Gestellte Aufgabe 1: Übersetze den Satz „Kommt ruhig ran, ihr dürft den Adler streicheln!“ aus dem Testbericht ins Englische.

Textausschnitt:
══════════

The Pathless Test - Das Erbe von Ico
Kommt ruhig ran, ihr dürft den Adler streicheln!
Ich will euch nicht erschrecken, aber The Last Guardian ist mittlerweile vier Jahre alt, seine Ankündigung liegt sogar elf Jahre zurück. Sollte Fumito Ueda im selben Takt weiterarbeiten - und dass sein nächstes Projekt Stand 2019 noch in der Prototypenphase war, lässt das vermuten - hätte man eigentlich längst etwas Konkretes hören oder sehen müssen.
Ich gebe zu, allein das Phantom des Katzendrachen nicht mehr ungreifbar über der Spielelandschaft schweben zu sehen, hat die Spielewelt ein wenig ärmer gemacht. Es war eines dieser Spiele, das alleine in seiner Idee schon viel Zauber versprühte - manche würden sagen, mehr als das fertige Werk an sich. Nun, in Ermangelung neuer Spiele vom Meister melancholischer interaktiver Zauberland-Märchen müssen halt die Indies ran und wenn Publisher Annapurna einem von ihnen den Rücken stärkt, dann muss es was können.

══════════

Gezeigte Einträge:
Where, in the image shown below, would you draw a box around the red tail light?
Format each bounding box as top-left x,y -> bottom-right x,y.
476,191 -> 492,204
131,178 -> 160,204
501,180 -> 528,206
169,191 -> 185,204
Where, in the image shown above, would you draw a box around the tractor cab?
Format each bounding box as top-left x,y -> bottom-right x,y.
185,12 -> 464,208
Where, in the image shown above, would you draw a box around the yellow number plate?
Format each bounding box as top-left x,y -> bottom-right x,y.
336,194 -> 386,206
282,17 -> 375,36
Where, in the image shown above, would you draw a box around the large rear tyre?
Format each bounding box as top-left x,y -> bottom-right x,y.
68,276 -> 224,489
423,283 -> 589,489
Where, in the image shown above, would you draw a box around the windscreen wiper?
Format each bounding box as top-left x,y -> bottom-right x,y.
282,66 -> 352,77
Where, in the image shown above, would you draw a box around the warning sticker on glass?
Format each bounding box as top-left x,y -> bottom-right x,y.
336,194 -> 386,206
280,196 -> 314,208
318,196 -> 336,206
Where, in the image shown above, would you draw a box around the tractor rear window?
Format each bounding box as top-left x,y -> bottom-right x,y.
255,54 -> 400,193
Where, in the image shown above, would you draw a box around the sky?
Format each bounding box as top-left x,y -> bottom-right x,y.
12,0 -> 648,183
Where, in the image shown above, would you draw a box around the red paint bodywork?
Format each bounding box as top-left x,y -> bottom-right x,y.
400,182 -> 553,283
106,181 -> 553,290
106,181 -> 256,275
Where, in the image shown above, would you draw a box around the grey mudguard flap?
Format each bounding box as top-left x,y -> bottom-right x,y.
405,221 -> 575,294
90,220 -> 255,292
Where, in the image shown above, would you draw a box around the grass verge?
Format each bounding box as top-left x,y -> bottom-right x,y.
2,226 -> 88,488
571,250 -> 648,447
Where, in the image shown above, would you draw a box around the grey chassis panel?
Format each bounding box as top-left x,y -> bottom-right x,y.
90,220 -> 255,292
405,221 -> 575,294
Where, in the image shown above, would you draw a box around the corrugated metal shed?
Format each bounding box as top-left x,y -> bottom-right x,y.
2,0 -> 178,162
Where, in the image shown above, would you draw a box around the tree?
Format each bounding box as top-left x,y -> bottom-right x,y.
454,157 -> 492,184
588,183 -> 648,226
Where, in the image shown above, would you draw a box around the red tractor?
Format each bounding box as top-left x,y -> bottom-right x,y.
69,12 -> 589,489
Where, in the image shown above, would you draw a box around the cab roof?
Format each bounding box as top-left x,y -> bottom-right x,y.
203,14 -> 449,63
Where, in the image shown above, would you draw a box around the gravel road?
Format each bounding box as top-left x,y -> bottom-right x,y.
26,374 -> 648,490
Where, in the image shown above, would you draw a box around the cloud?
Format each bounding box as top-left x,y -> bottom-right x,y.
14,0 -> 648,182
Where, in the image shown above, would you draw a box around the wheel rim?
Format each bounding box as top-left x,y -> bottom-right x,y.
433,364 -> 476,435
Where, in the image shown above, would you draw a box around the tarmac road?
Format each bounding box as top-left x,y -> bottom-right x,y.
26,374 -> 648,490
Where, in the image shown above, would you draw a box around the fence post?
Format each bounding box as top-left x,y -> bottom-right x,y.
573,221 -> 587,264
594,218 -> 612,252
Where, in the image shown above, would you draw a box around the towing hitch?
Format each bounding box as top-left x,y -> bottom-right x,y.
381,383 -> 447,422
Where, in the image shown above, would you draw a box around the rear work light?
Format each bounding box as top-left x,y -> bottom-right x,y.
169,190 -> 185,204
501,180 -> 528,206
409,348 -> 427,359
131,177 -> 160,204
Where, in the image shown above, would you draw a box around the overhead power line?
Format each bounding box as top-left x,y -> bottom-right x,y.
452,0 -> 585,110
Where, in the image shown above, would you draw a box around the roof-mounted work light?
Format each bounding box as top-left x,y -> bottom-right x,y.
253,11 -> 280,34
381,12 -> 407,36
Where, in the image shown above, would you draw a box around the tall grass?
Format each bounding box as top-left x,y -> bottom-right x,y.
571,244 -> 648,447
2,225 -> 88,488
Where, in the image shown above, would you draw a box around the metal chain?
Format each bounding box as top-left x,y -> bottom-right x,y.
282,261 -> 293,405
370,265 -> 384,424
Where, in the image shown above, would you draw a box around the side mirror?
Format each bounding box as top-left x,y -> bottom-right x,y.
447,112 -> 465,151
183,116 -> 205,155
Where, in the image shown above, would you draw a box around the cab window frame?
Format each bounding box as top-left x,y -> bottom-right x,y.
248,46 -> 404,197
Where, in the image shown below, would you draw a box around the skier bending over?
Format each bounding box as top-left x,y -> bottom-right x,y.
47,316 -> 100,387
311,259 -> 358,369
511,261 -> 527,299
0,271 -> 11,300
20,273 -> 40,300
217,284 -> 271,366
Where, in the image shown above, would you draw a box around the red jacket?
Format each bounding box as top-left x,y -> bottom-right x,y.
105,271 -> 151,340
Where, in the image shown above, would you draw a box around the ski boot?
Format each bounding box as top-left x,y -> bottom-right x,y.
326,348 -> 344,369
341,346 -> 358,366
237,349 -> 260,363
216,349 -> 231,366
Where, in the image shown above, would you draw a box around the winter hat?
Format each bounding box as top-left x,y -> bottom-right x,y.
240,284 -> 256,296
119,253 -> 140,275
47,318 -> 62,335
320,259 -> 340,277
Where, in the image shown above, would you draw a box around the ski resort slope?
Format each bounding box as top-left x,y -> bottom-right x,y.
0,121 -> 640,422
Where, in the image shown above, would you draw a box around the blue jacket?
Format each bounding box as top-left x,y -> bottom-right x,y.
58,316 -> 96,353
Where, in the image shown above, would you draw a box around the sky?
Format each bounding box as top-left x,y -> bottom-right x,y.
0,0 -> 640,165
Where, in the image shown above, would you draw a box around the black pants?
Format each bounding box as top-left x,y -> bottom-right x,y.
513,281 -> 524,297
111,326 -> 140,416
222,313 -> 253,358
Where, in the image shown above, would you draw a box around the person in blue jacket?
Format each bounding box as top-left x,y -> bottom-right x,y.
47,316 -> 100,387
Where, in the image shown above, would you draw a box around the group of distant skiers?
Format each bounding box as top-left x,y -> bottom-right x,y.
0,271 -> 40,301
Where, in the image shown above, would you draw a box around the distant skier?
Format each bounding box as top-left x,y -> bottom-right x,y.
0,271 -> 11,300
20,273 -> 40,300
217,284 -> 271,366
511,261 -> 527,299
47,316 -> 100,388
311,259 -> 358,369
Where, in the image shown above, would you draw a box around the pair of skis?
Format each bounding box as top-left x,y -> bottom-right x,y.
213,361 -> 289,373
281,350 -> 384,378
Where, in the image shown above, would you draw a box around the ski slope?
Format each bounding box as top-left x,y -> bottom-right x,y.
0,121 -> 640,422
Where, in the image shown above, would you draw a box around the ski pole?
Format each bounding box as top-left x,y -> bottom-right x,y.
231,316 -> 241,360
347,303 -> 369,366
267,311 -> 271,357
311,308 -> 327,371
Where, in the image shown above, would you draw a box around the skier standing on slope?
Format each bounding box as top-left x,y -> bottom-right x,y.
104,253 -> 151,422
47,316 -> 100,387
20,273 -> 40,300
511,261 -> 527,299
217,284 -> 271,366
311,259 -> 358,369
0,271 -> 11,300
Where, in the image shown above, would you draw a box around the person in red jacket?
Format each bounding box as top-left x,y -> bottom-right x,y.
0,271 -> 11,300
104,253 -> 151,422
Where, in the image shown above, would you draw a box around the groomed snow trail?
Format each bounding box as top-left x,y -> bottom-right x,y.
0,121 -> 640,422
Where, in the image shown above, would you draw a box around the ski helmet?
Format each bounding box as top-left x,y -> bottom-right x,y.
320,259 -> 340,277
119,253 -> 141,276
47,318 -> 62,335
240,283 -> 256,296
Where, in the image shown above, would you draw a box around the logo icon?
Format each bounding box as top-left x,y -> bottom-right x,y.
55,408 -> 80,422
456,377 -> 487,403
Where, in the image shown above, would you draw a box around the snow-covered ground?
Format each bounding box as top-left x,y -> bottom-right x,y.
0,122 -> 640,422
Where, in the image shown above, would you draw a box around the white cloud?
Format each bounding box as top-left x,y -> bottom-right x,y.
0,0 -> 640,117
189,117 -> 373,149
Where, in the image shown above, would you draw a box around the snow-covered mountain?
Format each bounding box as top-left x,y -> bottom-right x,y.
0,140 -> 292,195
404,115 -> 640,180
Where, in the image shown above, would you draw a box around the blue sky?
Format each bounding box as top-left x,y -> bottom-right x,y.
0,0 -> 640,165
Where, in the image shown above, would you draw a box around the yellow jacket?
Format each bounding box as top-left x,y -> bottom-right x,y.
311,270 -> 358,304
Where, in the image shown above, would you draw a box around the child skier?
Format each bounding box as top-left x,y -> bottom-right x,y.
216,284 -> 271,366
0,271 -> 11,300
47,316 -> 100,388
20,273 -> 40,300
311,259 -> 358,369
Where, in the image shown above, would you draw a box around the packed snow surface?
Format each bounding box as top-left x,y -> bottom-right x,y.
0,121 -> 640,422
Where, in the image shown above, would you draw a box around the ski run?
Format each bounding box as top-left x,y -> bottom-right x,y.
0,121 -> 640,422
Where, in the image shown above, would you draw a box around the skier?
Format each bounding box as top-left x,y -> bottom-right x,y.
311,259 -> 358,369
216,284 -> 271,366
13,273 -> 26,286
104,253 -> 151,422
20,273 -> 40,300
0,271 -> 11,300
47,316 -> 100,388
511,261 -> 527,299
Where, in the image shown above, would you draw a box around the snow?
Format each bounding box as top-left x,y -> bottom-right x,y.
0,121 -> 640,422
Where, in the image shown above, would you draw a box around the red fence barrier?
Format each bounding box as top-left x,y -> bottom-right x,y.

══════════

Gestellte Aufgabe 2: Gib die Einträge im Abschnitt vom Anfang bis einschließlich der Zeile mit „423,283 -> 589,489“ noch einmal wieder und tausche dabei „number plate“ gegen „license plate“ aus, ohne sonst etwas zu verändern.

Vollständige Antwort 1: Come on over, you're allowed to pet the eagle!

Vollständige Antwort 2:
Where, in the image shown below, would you draw a box around the red tail light?
Format each bounding box as top-left x,y -> bottom-right x,y.
476,191 -> 492,204
131,178 -> 160,204
501,180 -> 528,206
169,191 -> 185,204
Where, in the image shown above, would you draw a box around the tractor cab?
Format each bounding box as top-left x,y -> bottom-right x,y.
185,12 -> 464,208
Where, in the image shown above, would you draw a box around the yellow license plate?
Format each bounding box as top-left x,y -> bottom-right x,y.
336,194 -> 386,206
282,17 -> 375,36
Where, in the image shown above, would you draw a box around the large rear tyre?
Format each bounding box as top-left x,y -> bottom-right x,y.
68,276 -> 224,489
423,283 -> 589,489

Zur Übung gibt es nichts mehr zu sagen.